═══ Dataset extract
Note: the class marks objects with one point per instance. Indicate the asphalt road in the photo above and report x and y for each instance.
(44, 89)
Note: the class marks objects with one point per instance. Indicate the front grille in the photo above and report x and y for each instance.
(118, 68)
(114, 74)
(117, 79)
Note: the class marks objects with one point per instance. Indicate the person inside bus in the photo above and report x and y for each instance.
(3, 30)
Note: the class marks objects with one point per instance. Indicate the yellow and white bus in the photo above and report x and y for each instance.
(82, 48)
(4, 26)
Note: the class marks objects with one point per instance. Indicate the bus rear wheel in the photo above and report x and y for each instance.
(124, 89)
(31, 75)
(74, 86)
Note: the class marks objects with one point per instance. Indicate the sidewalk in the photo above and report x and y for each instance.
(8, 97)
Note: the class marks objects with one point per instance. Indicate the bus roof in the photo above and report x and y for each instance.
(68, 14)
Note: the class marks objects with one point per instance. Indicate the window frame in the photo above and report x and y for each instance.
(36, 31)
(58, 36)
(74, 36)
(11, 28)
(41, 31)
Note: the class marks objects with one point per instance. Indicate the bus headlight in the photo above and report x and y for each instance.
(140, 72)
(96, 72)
══════
_Task description_
Your reply should consist only of the lines running from the line with "the bus rear" to the end of the listing, retyped exactly.

_Reply to the exercise_
Note: the class marks objects with one point per instance. Indicate the bus rear wheel in the photo above and report x and y for each instance.
(124, 89)
(31, 75)
(74, 86)
Note: the class marks objects with one point per instance. Indicate the sidewalk in the photo above and report x and y for each instance.
(8, 97)
Note: the class marks objects with one point per instance. Indicate the bus roof in the photo above and report x and y for each instance.
(68, 14)
Note: the class marks objects with one point per instance. Indicate the window frame in the photo above and report x and y for each instance.
(36, 31)
(58, 36)
(74, 36)
(11, 28)
(41, 31)
Note: the class marks objects with one point per instance. Indicate the bus headlight in the photo above and report x and y for each instance.
(140, 72)
(96, 72)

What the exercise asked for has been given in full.